> **Raw data**:
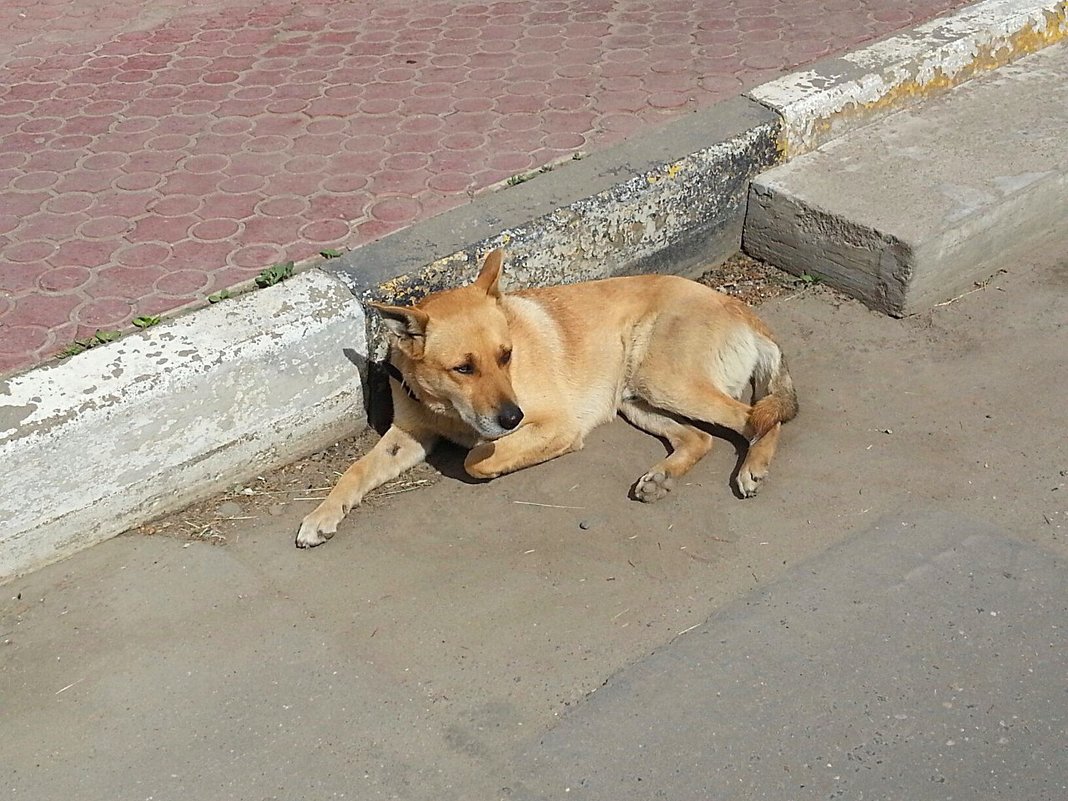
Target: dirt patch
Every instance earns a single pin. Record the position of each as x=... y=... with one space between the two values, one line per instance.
x=217 y=519
x=752 y=280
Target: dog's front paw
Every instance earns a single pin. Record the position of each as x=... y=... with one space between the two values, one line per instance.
x=749 y=483
x=653 y=486
x=319 y=525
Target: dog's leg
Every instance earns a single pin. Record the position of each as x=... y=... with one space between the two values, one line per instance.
x=532 y=444
x=689 y=445
x=394 y=453
x=695 y=398
x=754 y=469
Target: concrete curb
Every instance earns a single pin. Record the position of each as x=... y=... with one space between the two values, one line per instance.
x=838 y=95
x=161 y=419
x=148 y=424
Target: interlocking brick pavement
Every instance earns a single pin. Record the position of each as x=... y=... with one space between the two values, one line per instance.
x=154 y=153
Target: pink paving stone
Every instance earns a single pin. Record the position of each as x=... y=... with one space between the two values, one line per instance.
x=17 y=279
x=175 y=205
x=395 y=209
x=242 y=184
x=41 y=125
x=142 y=254
x=183 y=283
x=122 y=282
x=205 y=163
x=282 y=206
x=17 y=341
x=324 y=232
x=104 y=313
x=64 y=279
x=256 y=256
x=272 y=230
x=193 y=253
x=394 y=182
x=473 y=104
x=343 y=183
x=564 y=141
x=229 y=206
x=34 y=181
x=105 y=161
x=105 y=228
x=452 y=182
x=374 y=230
x=170 y=142
x=82 y=253
x=462 y=141
x=215 y=230
x=24 y=204
x=29 y=251
x=49 y=226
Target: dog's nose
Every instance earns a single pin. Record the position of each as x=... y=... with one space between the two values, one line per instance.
x=509 y=415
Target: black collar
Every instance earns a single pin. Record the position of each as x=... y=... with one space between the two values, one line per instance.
x=396 y=376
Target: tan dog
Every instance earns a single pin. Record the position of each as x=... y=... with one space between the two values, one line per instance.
x=523 y=377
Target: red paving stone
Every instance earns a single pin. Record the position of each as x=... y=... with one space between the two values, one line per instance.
x=153 y=153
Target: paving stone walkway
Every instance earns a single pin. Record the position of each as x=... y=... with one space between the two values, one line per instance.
x=155 y=153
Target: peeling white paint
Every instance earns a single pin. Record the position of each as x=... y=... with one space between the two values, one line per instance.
x=160 y=418
x=811 y=100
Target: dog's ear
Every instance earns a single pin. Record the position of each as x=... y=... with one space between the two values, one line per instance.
x=403 y=322
x=490 y=273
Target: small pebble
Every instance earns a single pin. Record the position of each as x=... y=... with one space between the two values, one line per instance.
x=229 y=509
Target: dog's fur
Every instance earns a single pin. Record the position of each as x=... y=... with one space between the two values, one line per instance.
x=523 y=377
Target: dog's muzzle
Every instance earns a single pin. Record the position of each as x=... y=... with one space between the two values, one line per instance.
x=508 y=417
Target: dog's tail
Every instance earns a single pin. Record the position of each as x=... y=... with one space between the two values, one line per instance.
x=776 y=402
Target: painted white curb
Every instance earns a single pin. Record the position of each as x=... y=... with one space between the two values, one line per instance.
x=166 y=417
x=842 y=94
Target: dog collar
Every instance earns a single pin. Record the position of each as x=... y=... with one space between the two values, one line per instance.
x=396 y=376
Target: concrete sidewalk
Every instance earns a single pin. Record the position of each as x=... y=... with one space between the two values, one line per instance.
x=454 y=642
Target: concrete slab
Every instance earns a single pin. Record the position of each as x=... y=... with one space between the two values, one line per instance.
x=917 y=207
x=142 y=426
x=841 y=94
x=924 y=658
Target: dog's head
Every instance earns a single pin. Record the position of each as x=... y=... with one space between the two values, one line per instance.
x=456 y=352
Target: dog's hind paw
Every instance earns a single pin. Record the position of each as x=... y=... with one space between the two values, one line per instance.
x=653 y=486
x=749 y=483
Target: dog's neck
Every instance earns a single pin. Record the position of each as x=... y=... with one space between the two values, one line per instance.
x=397 y=376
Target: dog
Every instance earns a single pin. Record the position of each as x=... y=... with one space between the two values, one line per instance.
x=522 y=377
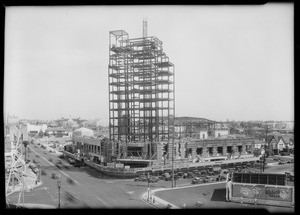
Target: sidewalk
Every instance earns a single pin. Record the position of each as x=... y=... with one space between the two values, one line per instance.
x=162 y=204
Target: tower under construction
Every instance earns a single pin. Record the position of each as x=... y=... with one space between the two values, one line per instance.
x=141 y=96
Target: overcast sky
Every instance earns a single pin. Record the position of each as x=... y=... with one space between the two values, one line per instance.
x=231 y=62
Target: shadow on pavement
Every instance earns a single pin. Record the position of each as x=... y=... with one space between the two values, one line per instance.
x=219 y=195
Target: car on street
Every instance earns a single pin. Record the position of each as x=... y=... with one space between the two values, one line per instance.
x=54 y=176
x=180 y=174
x=71 y=160
x=188 y=175
x=223 y=174
x=152 y=179
x=198 y=180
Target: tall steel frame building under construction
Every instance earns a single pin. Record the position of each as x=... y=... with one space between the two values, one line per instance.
x=141 y=94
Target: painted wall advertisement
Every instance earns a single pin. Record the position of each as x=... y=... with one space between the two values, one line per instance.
x=262 y=192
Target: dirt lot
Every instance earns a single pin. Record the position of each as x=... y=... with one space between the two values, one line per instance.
x=211 y=196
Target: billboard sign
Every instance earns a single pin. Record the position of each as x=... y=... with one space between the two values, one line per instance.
x=262 y=192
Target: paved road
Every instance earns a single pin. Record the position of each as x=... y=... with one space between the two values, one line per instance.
x=211 y=196
x=90 y=188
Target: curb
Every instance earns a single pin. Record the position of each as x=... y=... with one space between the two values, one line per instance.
x=164 y=204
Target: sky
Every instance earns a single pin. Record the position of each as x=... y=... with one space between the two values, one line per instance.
x=231 y=62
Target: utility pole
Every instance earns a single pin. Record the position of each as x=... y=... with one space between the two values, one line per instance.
x=58 y=185
x=173 y=185
x=266 y=142
x=148 y=179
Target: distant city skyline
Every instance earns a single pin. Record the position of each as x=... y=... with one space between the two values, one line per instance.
x=231 y=62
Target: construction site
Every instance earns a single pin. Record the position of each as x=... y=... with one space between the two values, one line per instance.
x=143 y=129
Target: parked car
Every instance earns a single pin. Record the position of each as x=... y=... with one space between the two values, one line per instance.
x=188 y=175
x=54 y=176
x=223 y=174
x=198 y=180
x=43 y=172
x=71 y=160
x=152 y=179
x=70 y=180
x=141 y=178
x=210 y=178
x=180 y=174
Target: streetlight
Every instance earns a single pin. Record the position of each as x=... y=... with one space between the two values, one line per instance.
x=25 y=143
x=173 y=163
x=266 y=142
x=58 y=185
x=148 y=179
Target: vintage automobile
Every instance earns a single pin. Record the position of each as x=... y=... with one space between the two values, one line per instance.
x=152 y=179
x=198 y=180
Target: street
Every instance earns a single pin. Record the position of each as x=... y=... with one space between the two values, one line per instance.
x=89 y=189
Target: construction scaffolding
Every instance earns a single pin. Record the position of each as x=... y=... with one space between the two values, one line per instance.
x=141 y=92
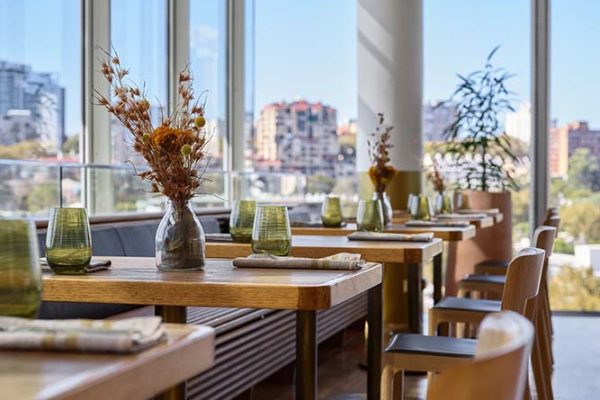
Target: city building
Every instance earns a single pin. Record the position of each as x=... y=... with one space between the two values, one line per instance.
x=582 y=137
x=31 y=106
x=297 y=137
x=437 y=116
x=517 y=124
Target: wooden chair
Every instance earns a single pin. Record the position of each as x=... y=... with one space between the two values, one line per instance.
x=472 y=310
x=499 y=369
x=435 y=353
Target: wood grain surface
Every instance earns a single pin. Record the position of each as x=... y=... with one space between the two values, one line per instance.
x=136 y=280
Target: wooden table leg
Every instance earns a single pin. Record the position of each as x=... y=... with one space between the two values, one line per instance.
x=374 y=343
x=415 y=298
x=306 y=355
x=175 y=315
x=437 y=278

> **What is being asked**:
Would you reproduce the lines above, from the very first through the line containing "Target: dog's leg", exactly and without the pictures?

> **Reply to the exercise**:
Target: dirt patch
Every instance earns a single pin. Record the position of each as x=... y=... with one space between the two values, one line per instance.
x=217 y=519
x=752 y=280
Target: dog's front paw
Every instance earns a single pin. Record the position of each as x=... y=... with one space between the two values, one line per instance.
x=749 y=483
x=653 y=486
x=319 y=525
Target: dog's leg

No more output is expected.